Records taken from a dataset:
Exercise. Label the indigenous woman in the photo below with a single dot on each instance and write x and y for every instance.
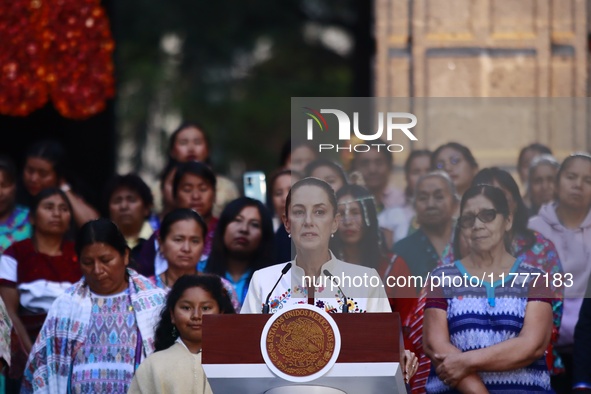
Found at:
(45, 167)
(281, 181)
(243, 243)
(194, 188)
(541, 184)
(176, 365)
(181, 239)
(530, 246)
(14, 219)
(103, 326)
(35, 271)
(567, 223)
(458, 162)
(128, 202)
(189, 142)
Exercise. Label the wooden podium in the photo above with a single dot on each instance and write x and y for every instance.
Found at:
(368, 362)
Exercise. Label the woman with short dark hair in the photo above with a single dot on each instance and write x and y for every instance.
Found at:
(35, 271)
(243, 243)
(101, 326)
(45, 167)
(487, 335)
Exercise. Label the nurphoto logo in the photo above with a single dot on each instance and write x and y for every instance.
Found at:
(389, 122)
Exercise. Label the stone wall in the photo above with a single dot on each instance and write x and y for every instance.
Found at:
(489, 48)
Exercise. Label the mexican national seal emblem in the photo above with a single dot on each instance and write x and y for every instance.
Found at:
(300, 343)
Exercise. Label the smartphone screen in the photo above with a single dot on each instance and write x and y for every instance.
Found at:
(255, 185)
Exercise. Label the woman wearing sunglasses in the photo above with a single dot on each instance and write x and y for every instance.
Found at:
(487, 321)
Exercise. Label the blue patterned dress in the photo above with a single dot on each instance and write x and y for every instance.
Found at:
(105, 363)
(485, 315)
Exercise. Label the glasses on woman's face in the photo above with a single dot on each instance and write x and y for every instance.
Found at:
(454, 160)
(485, 216)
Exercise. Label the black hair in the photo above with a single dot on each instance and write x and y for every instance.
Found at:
(49, 192)
(101, 231)
(7, 165)
(196, 168)
(500, 204)
(177, 215)
(383, 151)
(171, 165)
(263, 257)
(51, 151)
(309, 181)
(569, 159)
(132, 182)
(413, 155)
(520, 216)
(371, 243)
(164, 335)
(539, 148)
(462, 149)
(289, 146)
(326, 163)
(271, 185)
(184, 126)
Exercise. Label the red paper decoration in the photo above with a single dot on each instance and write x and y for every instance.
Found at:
(58, 49)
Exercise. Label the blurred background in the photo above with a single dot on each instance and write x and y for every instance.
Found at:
(233, 67)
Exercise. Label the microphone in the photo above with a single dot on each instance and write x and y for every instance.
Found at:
(345, 308)
(267, 307)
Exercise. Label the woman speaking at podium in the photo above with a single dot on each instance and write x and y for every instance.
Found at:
(316, 276)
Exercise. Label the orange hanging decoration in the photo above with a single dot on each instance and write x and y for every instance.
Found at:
(58, 49)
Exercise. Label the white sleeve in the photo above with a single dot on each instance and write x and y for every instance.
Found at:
(8, 265)
(253, 302)
(378, 300)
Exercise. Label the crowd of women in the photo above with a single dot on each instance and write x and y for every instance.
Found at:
(115, 304)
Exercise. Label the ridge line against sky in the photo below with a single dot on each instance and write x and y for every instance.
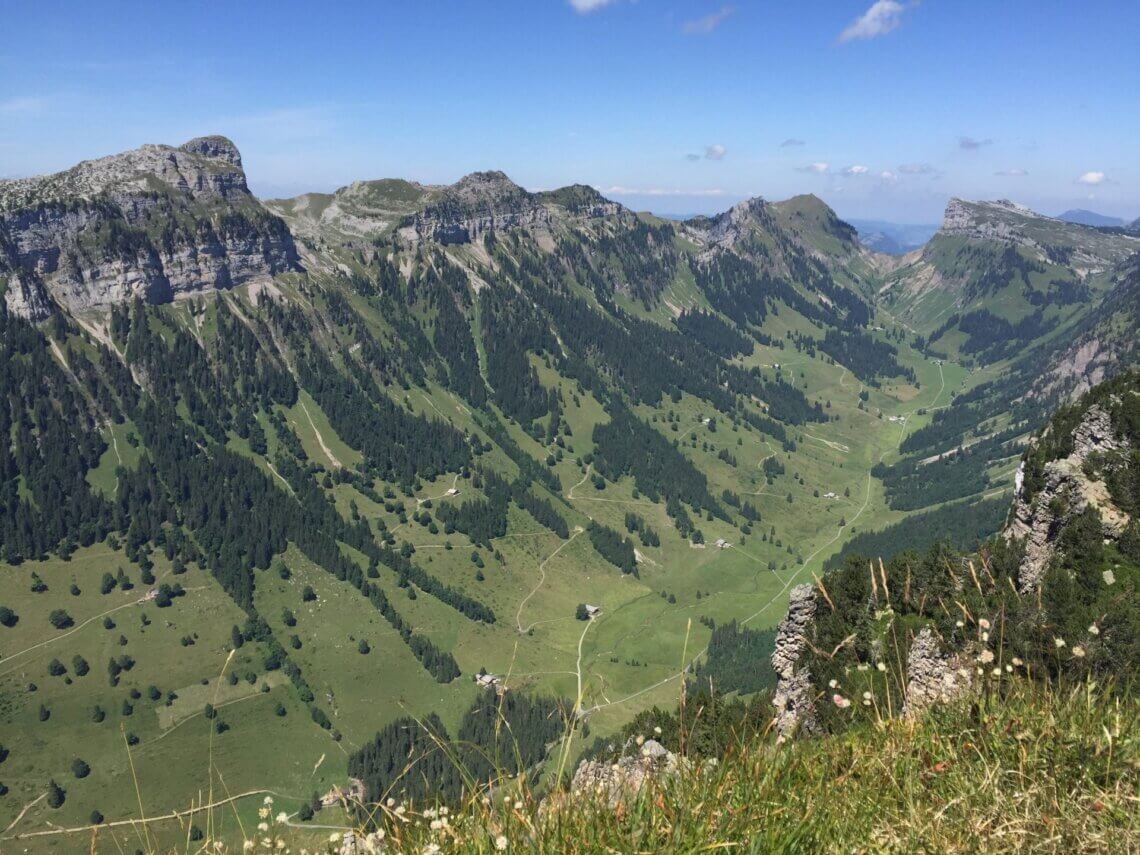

** GIVEN PROBLEM **
Count the lines of the listing above that contain the string "decoration", matching case exactly. Reply with the number alone.

** CORRECT OUTPUT **
2